[start]

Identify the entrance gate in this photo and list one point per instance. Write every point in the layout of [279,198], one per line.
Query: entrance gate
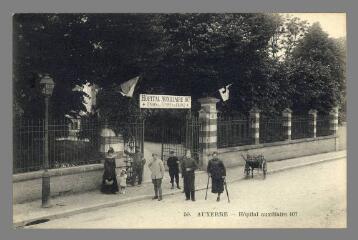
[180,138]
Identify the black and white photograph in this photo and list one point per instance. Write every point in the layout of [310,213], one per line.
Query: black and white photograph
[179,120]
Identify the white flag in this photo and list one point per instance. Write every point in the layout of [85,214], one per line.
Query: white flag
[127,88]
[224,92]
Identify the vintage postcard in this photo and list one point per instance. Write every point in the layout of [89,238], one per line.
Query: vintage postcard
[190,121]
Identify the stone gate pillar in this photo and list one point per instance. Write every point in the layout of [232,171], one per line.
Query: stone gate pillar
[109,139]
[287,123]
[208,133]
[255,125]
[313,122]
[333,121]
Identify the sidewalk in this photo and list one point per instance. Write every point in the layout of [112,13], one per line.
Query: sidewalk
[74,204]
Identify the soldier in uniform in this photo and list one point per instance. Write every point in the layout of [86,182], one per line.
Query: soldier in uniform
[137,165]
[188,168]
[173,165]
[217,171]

[end]
[start]

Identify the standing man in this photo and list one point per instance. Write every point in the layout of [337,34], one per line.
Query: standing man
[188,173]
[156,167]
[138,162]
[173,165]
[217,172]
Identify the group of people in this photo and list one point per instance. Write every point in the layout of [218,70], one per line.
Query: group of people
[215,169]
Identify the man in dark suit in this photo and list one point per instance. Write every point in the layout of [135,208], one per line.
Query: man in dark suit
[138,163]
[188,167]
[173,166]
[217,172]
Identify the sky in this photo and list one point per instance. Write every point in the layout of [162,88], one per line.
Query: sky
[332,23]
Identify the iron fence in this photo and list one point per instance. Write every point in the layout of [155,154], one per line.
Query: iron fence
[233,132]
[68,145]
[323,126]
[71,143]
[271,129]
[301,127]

[end]

Do this:
Pick out each line of the data above that contains the word "entrance".

Solution to the problem:
Identify the entrance gate in this photo and list one point per instance. Write every point in the layout of [279,198], one per line.
Query: entrance gate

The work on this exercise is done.